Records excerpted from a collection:
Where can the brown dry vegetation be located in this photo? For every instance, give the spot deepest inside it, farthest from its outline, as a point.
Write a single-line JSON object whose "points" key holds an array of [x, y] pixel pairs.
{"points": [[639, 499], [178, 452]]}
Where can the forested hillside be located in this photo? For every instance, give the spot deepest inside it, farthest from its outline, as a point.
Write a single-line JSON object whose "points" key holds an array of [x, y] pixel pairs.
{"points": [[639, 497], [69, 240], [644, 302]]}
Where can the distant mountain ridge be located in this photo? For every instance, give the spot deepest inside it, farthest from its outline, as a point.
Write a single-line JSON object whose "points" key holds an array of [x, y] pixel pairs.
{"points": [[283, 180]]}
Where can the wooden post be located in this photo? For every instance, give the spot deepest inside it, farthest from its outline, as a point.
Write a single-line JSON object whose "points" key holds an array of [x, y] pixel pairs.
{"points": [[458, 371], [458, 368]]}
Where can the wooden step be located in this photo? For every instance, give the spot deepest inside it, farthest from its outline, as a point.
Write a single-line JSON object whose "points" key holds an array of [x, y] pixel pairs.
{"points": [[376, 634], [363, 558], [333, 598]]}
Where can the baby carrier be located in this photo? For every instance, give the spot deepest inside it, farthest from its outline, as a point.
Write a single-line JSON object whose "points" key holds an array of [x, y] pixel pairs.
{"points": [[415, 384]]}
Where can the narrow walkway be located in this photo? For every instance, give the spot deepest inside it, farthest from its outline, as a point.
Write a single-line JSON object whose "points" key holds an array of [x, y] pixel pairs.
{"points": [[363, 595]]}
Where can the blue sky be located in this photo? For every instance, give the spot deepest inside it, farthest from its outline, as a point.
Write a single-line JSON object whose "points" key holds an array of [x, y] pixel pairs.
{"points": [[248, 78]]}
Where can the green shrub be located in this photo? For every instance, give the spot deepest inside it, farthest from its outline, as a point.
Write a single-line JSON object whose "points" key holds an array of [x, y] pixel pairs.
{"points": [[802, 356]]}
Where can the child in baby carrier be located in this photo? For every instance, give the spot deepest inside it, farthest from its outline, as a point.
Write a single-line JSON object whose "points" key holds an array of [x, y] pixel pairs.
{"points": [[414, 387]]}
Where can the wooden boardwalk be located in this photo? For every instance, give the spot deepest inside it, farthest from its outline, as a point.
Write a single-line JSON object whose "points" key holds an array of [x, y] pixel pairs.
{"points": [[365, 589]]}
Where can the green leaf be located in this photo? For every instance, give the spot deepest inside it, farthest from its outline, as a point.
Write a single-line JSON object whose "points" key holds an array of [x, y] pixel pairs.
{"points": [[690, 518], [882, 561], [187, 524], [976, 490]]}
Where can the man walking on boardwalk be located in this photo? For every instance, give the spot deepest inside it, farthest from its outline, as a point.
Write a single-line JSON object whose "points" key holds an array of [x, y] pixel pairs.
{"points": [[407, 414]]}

#### WHAT THIS TASK INVOLVES:
Find the word "carrier" in the entries, then copy out every line that has it.

#### RESULT:
Where can the baby carrier be located in this photo? For every instance, give the spot deepest inside it, farthest from its outline, as a point.
Where can the child in baby carrier be located in this photo? For every instance, give the spot deepest inside it, farthest from its outline, as a point.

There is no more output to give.